Provided text:
-- BEGIN --

Wales Act 2014
- Parliament of the United Kingdom
- Long title: An Act to make provision about elections to and membership of the National Assembly for Wales; to make provision about the Welsh Assembly Government; to make provision about the setting by the Assembly of rates of income tax to be paid by Welsh taxpayers and about the devolution of taxation powers to the Assembly; to make related amendments to Part 4A of the Scotland Act 1998; to make provision about borrowing by the Welsh Ministers; to make miscellaneous amendments in the law relating to Wales; and for connected purposes.
- Citation: 2014 c. 29
- Introduced by: David Jones MP, Secretary of State for Wales (Commons) Baroness Randerson (Lords)

-- END --

Records provided:
-- BEGIN --

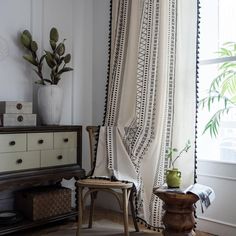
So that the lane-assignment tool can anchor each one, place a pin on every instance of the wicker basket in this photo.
(43, 202)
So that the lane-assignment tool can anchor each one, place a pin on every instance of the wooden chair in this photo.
(93, 186)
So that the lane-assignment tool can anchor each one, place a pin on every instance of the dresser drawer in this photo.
(58, 157)
(65, 140)
(12, 142)
(19, 161)
(40, 141)
(15, 107)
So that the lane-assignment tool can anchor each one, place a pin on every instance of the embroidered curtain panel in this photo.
(150, 97)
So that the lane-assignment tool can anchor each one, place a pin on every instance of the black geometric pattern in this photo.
(140, 132)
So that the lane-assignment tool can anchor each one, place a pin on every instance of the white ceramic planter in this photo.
(50, 104)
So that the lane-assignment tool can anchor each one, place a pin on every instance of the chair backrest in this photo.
(93, 132)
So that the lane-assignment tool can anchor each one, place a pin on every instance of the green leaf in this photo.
(67, 58)
(34, 46)
(41, 59)
(30, 59)
(48, 81)
(49, 59)
(54, 36)
(27, 33)
(65, 69)
(60, 50)
(53, 44)
(25, 40)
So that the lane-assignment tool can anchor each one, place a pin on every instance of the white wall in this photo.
(219, 218)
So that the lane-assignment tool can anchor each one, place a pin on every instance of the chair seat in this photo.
(102, 183)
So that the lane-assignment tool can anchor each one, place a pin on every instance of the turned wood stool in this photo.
(178, 218)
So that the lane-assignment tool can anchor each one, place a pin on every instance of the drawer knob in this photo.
(20, 118)
(19, 106)
(19, 161)
(40, 141)
(66, 140)
(59, 157)
(12, 143)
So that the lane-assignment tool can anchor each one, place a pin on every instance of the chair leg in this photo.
(125, 211)
(133, 211)
(80, 204)
(93, 196)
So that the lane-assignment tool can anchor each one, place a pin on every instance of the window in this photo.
(217, 28)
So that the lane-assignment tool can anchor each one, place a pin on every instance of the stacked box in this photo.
(15, 113)
(42, 202)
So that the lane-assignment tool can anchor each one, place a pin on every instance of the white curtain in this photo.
(151, 96)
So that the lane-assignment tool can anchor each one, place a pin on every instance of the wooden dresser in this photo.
(39, 155)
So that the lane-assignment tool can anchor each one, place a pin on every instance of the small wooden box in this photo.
(11, 107)
(43, 202)
(17, 120)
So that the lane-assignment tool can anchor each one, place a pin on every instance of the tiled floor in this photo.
(105, 223)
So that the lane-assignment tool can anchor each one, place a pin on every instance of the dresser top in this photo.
(43, 128)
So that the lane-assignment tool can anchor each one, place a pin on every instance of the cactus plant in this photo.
(56, 59)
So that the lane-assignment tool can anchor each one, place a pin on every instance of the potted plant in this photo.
(49, 94)
(173, 175)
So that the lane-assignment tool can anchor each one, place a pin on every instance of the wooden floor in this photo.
(106, 223)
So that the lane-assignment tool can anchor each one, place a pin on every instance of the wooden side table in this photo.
(178, 218)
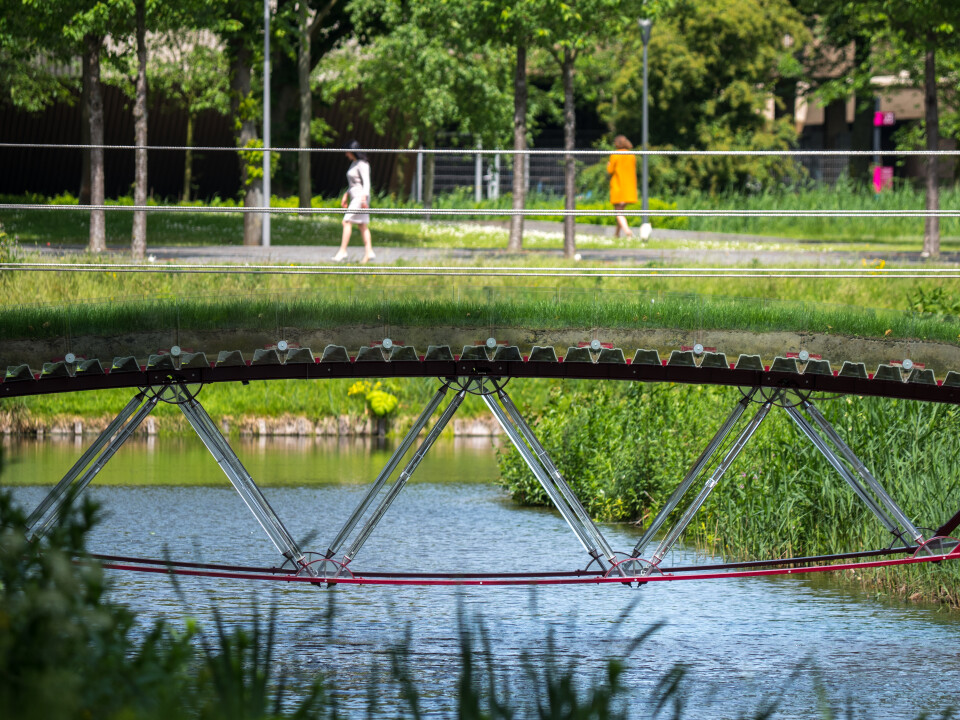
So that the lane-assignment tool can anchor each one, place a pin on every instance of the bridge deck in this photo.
(335, 362)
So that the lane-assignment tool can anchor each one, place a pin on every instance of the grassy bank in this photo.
(161, 302)
(625, 447)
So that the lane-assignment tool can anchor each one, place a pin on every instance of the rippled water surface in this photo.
(744, 640)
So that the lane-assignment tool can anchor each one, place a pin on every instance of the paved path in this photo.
(639, 255)
(312, 255)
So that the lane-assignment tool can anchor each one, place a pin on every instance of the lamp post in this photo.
(646, 25)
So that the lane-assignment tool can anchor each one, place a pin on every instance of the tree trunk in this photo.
(98, 220)
(861, 137)
(252, 187)
(931, 231)
(138, 240)
(569, 164)
(84, 194)
(429, 173)
(188, 160)
(519, 144)
(306, 106)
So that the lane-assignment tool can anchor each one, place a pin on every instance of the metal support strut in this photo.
(814, 437)
(863, 472)
(677, 530)
(408, 471)
(519, 433)
(693, 474)
(387, 471)
(241, 480)
(120, 430)
(80, 475)
(553, 483)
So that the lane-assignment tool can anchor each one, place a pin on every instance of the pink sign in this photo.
(882, 178)
(884, 119)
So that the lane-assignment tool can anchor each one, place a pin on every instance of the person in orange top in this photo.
(622, 170)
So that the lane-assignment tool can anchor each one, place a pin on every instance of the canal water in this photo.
(802, 643)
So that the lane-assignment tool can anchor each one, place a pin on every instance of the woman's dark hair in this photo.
(352, 147)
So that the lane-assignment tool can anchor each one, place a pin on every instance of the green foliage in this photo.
(60, 631)
(624, 449)
(450, 81)
(713, 67)
(253, 159)
(188, 73)
(935, 300)
(379, 402)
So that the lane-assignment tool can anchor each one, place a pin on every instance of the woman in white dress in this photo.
(356, 199)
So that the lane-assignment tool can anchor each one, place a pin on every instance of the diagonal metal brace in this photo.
(741, 442)
(820, 444)
(543, 478)
(82, 472)
(387, 471)
(242, 482)
(404, 476)
(863, 472)
(571, 499)
(693, 474)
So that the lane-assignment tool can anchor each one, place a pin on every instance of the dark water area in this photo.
(744, 641)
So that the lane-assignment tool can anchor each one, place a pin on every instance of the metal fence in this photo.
(488, 176)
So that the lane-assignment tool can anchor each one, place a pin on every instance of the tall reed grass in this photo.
(624, 449)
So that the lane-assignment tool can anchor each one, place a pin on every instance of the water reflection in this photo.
(743, 639)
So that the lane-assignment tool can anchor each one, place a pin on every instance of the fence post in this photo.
(478, 174)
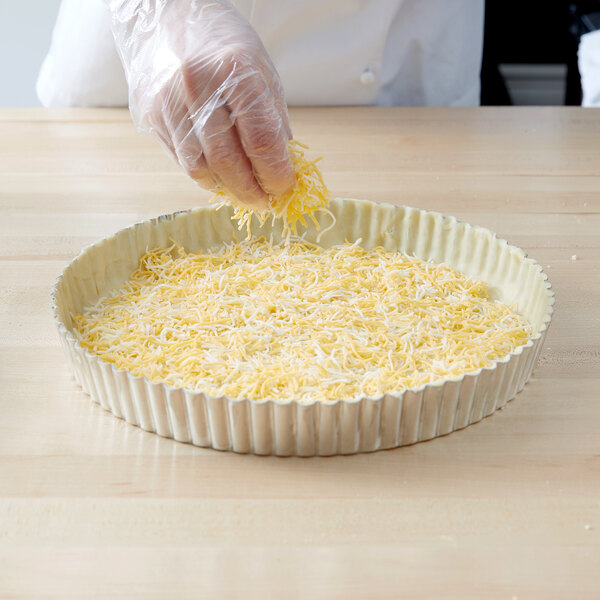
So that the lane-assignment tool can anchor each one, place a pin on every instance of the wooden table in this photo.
(509, 508)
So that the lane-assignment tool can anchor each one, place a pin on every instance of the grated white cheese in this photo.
(298, 322)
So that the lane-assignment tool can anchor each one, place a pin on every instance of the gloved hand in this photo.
(201, 81)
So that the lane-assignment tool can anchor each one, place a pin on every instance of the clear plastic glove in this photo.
(202, 82)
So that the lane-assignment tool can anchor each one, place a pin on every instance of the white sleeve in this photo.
(82, 67)
(589, 68)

-- END --

To do:
1/ Echo the Wales Act 2014 summary, starting with "Wales Act 2014" and going on through "Baroness Randerson (Lords)".
2/ Answer these questions from the Wales Act 2014 summary:
(a) What is the Act's citation?
(b) Who introduced the Act in the Lords?
(c) Which part of the Scotland Act 1998 does the Act amend?
3/ Pick up the Wales Act 2014 summary after its final line and continue it.
The listing is separate material with no connection to the Wales Act 2014 summary.

Task responses:
1/
Wales Act 2014
- Parliament of the United Kingdom
- Long title: An Act to make provision about elections to and membership of the National Assembly for Wales; to make provision about the Welsh Assembly Government; to make provision about the setting by the Assembly of rates of income tax to be paid by Welsh taxpayers and about the devolution of taxation powers to the Assembly; to make related amendments to Part 4A of the Scotland Act 1998; to make provision about borrowing by the Welsh Ministers; to make miscellaneous amendments in the law relating to Wales; and for connected purposes.
- Citation: 2014 c. 29
- Introduced by: David Jones MP, Secretary of State for Wales (Commons) Baroness Randerson (Lords)

2/
(a) 2014 c. 29
(b) Baroness Randerson
(c) Part 4A

3/
- Territorial extent: United Kingdom

Dates
- Royal assent: 17 December 2014
- Commencement: various

Other legislation
- Amends: Finance Act 1931; Law Commissions Act 1965; Taxes Management Act 1970; Welsh Development Agency Act 1975; Customs and Excise Management Act 1979; Local Government and Housing Act 1989; Taxation of Chargeable Gains Act 1992; Finance Act 1996; Government of Wales Act 1998; Scotland Act 1998; Finance Act 2003; Government of Wales Act 2006; Income Tax Act 2007; Finance Act 2009; Scotland Act 2012;
- Amended by: Wales Act 2017; Finance Act 2018; Dissolution and Calling of Parliament Act 2022; Senedd Cymru (Members and Elections) Act 2024;

Status: Amended

Text of statute as originally enacted

Revised text of statute as amended

Text of the Wales Act 2014 as in force today (including any amendments) within the United Kingdom, from legislation.gov.uk.

= Wales Act 2014 =

British law dealing with devolution

The Wales Act 2014 (c. 29) is an act of the Parliament of the United Kingdom.

The bill was introduced to the House of Commons on 20 March 2014 by Chief Secretary to the Treasury, Danny Alexander and Secretary of State for Wales, David Jones. The purpose of the bill was to implement some of the recommendations of the Silk Commission aimed at devolving further powers from the United Kingdom to Wales.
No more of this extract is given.